## TASKS TO COMPLETE
**A)** Check each statement against the piece on what's killing manufacturing. Answer yes or no, and quote the words from the text that decide it. (i) The speaker says the total wage burden in a fab is 10 percent. (ii) Manufacturing jobs pay about 30 percent less than service jobs in education and health care. (iii) The Department of Transportation set uniform standards for moving turbine blades.
**B)** Repeat word for word the part of the piece on what's killing manufacturing that runs from "Yet it isn’t" down to "next state’s specifications.".

## SELECTED EXCERPT
- - -
What's Killing Manufacturing?

Via D29, an answer that may surprise:
“Wages?” I ask. 
His dark eyebrows arch as if I were clueless, then he explains the reality of running a fab -- an electronics fabrication factory. “Wages have nothing to do with it. The total wage burden in a fab is 10 percent. When I move a fab to Asia, I might lose 10 percent of my product just in theft.” 
I’m startled. “So what is it?” 
“Everything else. Taxes, infrastructure, workforce training, permits, health care."
...
Take tax policy. Historically, manufacturing was the high-wage sector of the economy -- manufacturing jobs still pay about 30 percent more than service jobs in education and health care -- so tax policy milked it. Manufacturing companies, in the old days, actually paid the corporate income taxes that many others avoided. Commodity producers (oil, timber, agribusiness) lobbied for, and received, federal subsidies, with investors in oil and gas wells simply voiding corporate income taxes on the profits they earned. Banking, retail and services found their own ways around taxes, often by offshoring intellectual property or shifting profit to tax havens. Eventually, manufacturers figured out how to duck taxes as well -- by going overseas. 
Yet it isn’t just taxes. Wind turbines, for example, are enormous, heavy and expensive to transport -- so there is a big advantage to fabricating them close to the installation point. But consider the predicament of the Spanish wind manufacturer Gamesa Corporacion Tecnologica SA after it began operations in Pennsylvania. Because the George W. Bush administration’s Department of Transportation wouldn’t establish uniform standards for transporting the enormous turbine blades, each state followed its own rules. Whenever a blade crossed a state line it had to be unloaded by a construction crane and then reloaded to conform to the next state’s specifications.
- - -
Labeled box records
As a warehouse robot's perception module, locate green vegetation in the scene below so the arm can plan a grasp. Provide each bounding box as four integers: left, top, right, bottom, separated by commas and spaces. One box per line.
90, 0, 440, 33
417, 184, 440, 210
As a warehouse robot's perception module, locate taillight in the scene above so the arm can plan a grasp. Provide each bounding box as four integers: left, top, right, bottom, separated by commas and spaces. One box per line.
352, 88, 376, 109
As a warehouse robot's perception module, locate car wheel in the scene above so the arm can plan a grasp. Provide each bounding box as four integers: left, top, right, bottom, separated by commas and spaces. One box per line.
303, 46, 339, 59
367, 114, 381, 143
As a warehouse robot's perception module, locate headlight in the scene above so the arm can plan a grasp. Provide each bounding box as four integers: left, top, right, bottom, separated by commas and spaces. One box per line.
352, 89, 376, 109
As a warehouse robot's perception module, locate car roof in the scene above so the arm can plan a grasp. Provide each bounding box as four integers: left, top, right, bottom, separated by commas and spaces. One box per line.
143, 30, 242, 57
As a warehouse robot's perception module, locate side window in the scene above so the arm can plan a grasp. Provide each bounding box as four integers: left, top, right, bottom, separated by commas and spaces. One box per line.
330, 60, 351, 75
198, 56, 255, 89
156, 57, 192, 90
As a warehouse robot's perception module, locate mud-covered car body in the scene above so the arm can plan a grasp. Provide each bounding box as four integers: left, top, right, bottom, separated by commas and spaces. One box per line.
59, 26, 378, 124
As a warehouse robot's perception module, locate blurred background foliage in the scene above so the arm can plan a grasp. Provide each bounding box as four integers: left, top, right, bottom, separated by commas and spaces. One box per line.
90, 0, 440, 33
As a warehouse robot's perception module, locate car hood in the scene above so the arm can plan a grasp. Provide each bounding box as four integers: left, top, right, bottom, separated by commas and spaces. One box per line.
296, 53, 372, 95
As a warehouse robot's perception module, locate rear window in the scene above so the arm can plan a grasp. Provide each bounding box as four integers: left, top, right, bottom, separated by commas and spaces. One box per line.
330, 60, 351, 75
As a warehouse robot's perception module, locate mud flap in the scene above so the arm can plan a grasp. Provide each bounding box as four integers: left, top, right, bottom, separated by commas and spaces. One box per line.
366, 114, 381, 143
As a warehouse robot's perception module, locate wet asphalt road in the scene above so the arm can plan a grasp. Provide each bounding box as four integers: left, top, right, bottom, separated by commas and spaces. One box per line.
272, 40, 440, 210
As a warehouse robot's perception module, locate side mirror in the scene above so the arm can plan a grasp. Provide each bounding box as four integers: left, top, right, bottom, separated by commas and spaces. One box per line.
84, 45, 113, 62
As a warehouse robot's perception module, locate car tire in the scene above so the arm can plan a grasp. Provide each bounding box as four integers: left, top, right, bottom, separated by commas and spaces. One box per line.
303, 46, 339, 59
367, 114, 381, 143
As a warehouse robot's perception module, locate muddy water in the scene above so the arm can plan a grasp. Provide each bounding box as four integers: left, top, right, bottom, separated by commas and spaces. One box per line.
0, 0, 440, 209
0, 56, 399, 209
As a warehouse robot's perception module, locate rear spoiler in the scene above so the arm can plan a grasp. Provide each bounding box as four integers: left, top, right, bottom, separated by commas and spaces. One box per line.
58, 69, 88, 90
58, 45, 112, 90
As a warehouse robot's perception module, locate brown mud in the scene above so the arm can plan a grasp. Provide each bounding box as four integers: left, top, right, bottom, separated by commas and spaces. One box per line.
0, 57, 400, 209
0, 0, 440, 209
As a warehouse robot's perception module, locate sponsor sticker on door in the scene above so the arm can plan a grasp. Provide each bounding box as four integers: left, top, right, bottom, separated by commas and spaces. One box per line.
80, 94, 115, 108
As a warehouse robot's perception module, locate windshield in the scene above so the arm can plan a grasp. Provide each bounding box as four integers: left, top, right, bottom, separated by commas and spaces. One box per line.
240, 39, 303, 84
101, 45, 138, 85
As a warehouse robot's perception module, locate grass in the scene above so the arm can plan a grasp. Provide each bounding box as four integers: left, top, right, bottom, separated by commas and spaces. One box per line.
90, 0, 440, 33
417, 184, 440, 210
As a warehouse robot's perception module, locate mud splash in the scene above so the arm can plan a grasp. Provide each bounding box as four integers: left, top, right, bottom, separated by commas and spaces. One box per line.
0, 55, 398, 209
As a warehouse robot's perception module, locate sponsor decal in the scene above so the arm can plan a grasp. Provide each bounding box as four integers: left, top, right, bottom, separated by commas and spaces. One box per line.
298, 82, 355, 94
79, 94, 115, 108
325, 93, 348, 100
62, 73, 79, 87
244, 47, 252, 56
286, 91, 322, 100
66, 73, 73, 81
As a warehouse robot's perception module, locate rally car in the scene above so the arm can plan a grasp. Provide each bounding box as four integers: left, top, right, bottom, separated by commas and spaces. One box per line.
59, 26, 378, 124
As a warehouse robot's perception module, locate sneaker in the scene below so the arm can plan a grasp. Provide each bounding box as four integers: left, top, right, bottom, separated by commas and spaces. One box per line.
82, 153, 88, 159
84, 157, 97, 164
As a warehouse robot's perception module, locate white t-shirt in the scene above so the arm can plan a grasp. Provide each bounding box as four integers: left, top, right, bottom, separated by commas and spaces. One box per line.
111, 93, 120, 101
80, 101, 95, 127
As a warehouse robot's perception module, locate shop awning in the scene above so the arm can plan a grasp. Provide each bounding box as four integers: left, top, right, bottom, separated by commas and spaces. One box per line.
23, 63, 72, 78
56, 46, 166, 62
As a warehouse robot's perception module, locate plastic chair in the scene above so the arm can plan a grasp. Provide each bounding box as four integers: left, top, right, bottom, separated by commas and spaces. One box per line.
- - -
## EXPECTED OUTPUTS
**A)**
(i) Yes: "The total wage burden in a fab is 10 percent."
(ii) No: "manufacturing jobs still pay about 30 percent more than service jobs in education and health care"
(iii) No: "the George W. Bush administration’s Department of Transportation wouldn’t establish uniform standards for transporting the enormous turbine blades"

**B)**
Yet it isn’t just taxes. Wind turbines, for example, are enormous, heavy and expensive to transport -- so there is a big advantage to fabricating them close to the installation point. But consider the predicament of the Spanish wind manufacturer Gamesa Corporacion Tecnologica SA after it began operations in Pennsylvania. Because the George W. Bush administration’s Department of Transportation wouldn’t establish uniform standards for transporting the enormous turbine blades, each state followed its own rules. Whenever a blade crossed a state line it had to be unloaded by a construction crane and then reloaded to conform to the next state’s specifications.